EXERCISE DESCRIPTION
Every entry must come back exactly as it was written.

EXTRACTED RECORDS
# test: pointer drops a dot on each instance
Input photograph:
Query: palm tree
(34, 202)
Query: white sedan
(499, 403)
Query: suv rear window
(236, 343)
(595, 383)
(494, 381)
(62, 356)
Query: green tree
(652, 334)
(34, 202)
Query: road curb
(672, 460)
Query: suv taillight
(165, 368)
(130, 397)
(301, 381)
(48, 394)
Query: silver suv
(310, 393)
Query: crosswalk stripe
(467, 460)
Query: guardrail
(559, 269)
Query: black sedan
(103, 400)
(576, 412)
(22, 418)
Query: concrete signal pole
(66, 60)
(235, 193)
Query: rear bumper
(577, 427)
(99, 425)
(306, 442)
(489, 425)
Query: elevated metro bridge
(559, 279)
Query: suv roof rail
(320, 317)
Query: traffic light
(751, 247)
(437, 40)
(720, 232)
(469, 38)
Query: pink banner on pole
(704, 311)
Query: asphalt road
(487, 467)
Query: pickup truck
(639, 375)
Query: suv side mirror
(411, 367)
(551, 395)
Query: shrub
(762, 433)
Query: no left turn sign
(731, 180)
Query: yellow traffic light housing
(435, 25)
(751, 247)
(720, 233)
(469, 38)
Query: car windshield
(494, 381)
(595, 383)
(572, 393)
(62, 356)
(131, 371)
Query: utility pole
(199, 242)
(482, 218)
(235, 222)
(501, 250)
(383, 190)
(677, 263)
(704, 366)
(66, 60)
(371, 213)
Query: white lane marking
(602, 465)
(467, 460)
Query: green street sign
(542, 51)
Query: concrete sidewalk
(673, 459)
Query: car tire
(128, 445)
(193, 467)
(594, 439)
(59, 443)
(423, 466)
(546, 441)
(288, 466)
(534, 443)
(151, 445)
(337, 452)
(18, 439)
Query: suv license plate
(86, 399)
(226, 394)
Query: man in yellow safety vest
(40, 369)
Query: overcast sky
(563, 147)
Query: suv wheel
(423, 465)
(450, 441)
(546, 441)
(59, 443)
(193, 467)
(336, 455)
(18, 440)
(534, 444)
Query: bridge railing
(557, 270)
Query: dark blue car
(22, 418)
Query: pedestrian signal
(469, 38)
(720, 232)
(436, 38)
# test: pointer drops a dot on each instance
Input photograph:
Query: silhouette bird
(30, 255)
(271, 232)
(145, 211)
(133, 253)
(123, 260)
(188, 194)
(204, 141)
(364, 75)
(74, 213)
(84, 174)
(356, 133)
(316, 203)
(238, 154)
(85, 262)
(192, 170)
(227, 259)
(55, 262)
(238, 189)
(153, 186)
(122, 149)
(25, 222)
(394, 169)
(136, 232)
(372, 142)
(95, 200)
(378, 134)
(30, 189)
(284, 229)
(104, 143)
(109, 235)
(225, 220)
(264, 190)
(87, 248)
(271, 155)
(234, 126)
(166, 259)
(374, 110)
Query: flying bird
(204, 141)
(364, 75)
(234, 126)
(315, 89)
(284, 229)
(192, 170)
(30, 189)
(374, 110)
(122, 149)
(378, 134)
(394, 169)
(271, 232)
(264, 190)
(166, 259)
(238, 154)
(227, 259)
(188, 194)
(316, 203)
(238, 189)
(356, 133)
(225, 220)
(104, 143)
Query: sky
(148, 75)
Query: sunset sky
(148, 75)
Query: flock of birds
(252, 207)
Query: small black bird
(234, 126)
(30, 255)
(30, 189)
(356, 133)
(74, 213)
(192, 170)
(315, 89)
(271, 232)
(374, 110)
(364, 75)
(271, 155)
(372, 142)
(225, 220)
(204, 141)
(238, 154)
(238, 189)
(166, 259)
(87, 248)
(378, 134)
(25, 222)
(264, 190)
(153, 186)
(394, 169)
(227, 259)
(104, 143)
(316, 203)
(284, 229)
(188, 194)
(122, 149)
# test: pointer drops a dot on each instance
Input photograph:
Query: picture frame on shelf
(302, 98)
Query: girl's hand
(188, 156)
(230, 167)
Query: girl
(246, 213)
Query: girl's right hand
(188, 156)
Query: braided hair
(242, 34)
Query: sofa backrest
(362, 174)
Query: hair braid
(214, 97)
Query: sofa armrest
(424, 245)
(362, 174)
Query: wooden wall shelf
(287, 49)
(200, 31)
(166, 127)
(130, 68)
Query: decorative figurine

THE ANSWER
# test: pointer drops a dot on each instance
Input photograph:
Query: palm tree
(34, 202)
Query: white sedan
(499, 403)
Query: suv rear window
(236, 343)
(595, 383)
(494, 381)
(62, 356)
Query: green tree
(652, 334)
(34, 202)
Query: road curb
(672, 460)
Query: suv taillight
(165, 368)
(130, 397)
(301, 381)
(48, 394)
Query: silver suv
(310, 393)
Query: crosswalk stripe
(467, 460)
Query: guardrail
(559, 269)
Query: black sedan
(103, 400)
(576, 412)
(22, 418)
Query: concrete signal pole
(66, 60)
(235, 193)
Query: rear bumper
(577, 427)
(99, 425)
(306, 442)
(489, 425)
Query: elevated metro bridge
(559, 279)
Query: suv roof rail
(320, 317)
Query: traffic light
(751, 247)
(437, 40)
(720, 232)
(469, 38)
Query: pink banner on pole
(704, 311)
Query: asphalt road
(487, 467)
Query: pickup truck
(639, 375)
Query: suv side mirror
(411, 367)
(551, 395)
Query: shrub
(762, 433)
Query: no left turn sign
(731, 180)
Query: yellow traffic light housing
(435, 25)
(751, 247)
(720, 233)
(469, 38)
Query: car windshield
(494, 381)
(595, 383)
(572, 393)
(62, 356)
(131, 371)
Query: utility pole
(199, 242)
(482, 218)
(235, 222)
(501, 250)
(383, 190)
(677, 263)
(704, 366)
(66, 60)
(371, 213)
Query: white lane marking
(602, 465)
(467, 460)
Query: green street sign
(542, 51)
Query: concrete sidewalk
(673, 459)
Query: car tire
(128, 445)
(193, 467)
(594, 439)
(59, 443)
(423, 466)
(546, 441)
(288, 466)
(534, 443)
(151, 445)
(337, 452)
(18, 439)
Query: suv license plate
(86, 399)
(226, 394)
Query: man in yellow safety vest
(40, 369)
Query: overcast sky
(563, 147)
Query: suv wheel
(423, 465)
(450, 441)
(546, 441)
(59, 443)
(193, 467)
(336, 455)
(18, 440)
(534, 444)
Query: bridge railing
(557, 270)
Query: dark blue car
(22, 418)
Query: pedestrian signal
(469, 38)
(720, 232)
(436, 38)
# test: pointer drops a dot on each instance
Input photograph:
Query: silhouette bird
(30, 255)
(271, 232)
(145, 211)
(133, 253)
(123, 260)
(188, 194)
(204, 141)
(364, 75)
(74, 213)
(84, 174)
(356, 133)
(316, 203)
(238, 154)
(85, 262)
(192, 170)
(227, 259)
(55, 262)
(238, 189)
(153, 186)
(122, 149)
(25, 222)
(394, 169)
(136, 232)
(372, 142)
(95, 200)
(378, 134)
(30, 189)
(284, 229)
(104, 143)
(109, 235)
(225, 220)
(264, 190)
(87, 248)
(271, 155)
(234, 126)
(166, 259)
(374, 110)
Query: flying bird
(204, 141)
(364, 75)
(234, 126)
(315, 89)
(284, 229)
(192, 170)
(30, 189)
(374, 110)
(122, 149)
(378, 134)
(394, 169)
(271, 232)
(264, 190)
(166, 259)
(238, 154)
(227, 259)
(188, 194)
(316, 203)
(238, 189)
(356, 133)
(225, 220)
(104, 143)
Query: sky
(148, 75)
Query: sunset sky
(148, 75)
Query: flock of birds
(252, 207)
Query: small black bird
(234, 126)
(30, 255)
(30, 189)
(356, 133)
(74, 213)
(192, 170)
(315, 89)
(271, 232)
(374, 110)
(364, 75)
(271, 155)
(372, 142)
(225, 220)
(204, 141)
(238, 154)
(238, 189)
(166, 259)
(87, 248)
(378, 134)
(25, 222)
(264, 190)
(153, 186)
(394, 169)
(227, 259)
(104, 143)
(316, 203)
(284, 229)
(188, 194)
(122, 149)
# test: pointer drops a dot on each instance
Input photograph:
Query: picture frame on shelf
(302, 98)
Query: girl's hand
(188, 156)
(230, 167)
Query: girl
(246, 213)
Query: girl's right hand
(188, 156)
Query: braided hair
(242, 34)
Query: sofa backrest
(362, 174)
Query: hair braid
(214, 97)
Query: sofa armrest
(424, 245)
(362, 174)
Query: wooden wall shelf
(287, 49)
(200, 31)
(166, 127)
(130, 68)
Query: decorative figurine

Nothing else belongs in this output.